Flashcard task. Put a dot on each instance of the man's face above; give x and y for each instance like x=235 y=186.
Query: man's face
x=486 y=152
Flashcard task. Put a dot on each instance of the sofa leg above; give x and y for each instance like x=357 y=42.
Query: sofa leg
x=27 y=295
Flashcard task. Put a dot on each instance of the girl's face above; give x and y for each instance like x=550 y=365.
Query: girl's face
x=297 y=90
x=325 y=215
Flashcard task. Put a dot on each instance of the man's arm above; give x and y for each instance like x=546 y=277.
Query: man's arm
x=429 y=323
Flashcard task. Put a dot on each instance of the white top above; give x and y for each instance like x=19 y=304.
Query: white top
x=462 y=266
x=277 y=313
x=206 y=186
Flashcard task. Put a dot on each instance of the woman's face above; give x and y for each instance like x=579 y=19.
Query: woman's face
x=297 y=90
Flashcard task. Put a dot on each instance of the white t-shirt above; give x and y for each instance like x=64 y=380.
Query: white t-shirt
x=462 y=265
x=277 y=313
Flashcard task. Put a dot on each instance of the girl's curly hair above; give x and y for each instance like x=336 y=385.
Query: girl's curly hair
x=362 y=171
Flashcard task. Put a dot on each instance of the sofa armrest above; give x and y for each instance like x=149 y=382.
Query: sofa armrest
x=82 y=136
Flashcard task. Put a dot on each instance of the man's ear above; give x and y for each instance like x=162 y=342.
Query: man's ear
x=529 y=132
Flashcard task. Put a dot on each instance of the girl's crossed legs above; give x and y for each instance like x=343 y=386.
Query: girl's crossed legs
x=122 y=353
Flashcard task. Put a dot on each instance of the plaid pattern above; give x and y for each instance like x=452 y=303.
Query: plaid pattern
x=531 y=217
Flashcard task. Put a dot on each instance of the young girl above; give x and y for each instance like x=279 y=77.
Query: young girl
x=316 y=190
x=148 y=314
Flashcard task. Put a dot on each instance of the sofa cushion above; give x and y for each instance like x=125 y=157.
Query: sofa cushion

==================================================

About this task: In the records above, find each line that holds the word "cushion"; copy all such lines.

Exercise response:
Flashcard task. Put a dot on each instance of the sofa cushion above; give x and y for each instance like x=125 y=157.
Query: sofa cushion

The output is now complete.